--- Start of SUPPLIED MATERIAL ---

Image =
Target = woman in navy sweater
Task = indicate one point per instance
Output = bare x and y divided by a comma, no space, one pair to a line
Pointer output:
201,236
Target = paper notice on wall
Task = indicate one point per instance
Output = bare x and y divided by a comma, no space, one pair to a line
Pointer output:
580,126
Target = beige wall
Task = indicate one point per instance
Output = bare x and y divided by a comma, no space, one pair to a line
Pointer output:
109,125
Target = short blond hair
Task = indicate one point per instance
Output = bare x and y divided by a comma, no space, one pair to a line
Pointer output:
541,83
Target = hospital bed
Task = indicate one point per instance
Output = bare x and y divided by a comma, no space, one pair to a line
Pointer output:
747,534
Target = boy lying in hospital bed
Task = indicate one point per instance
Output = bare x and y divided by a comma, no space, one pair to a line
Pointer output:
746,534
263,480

--- End of SUPPLIED MATERIAL ---
--- Start of SUPPLIED MATERIAL ---

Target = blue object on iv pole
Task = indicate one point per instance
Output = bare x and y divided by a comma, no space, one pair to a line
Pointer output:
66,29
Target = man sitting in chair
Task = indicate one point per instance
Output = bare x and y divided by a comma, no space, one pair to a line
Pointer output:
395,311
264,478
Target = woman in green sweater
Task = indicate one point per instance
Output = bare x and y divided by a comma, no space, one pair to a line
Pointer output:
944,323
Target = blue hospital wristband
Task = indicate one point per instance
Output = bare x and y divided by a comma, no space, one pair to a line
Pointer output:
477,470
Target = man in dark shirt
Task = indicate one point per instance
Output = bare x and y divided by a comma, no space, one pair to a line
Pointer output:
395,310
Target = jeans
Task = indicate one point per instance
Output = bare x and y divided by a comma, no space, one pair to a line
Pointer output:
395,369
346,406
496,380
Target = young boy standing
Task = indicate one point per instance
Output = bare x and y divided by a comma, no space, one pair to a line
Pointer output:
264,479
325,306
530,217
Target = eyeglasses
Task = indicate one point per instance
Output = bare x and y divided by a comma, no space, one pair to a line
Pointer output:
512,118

--- End of SUPPLIED MATERIAL ---
--- Start of SUPPLIED MATERIAL ---

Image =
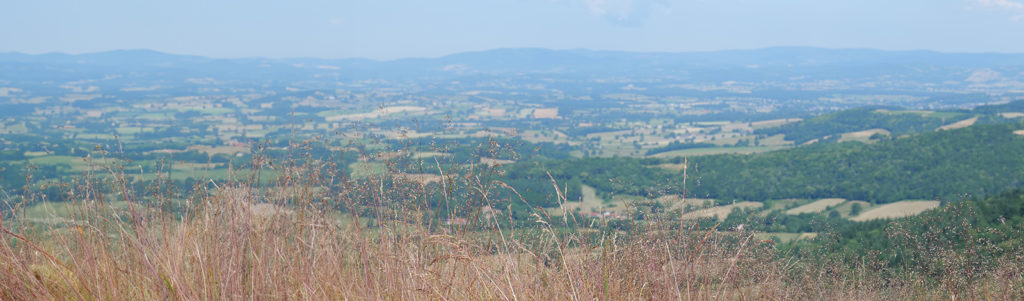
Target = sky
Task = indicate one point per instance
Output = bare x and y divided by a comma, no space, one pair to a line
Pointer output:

--- End of SUPPLIED MATERIAL ---

▸ **WHAT TO DO**
Gather every line in the items above that contains the word "woman". Treat uppercase and lowercase letters as different.

▸ **EXERCISE RESPONSE**
Target = woman in navy sweater
Target = woman in green sweater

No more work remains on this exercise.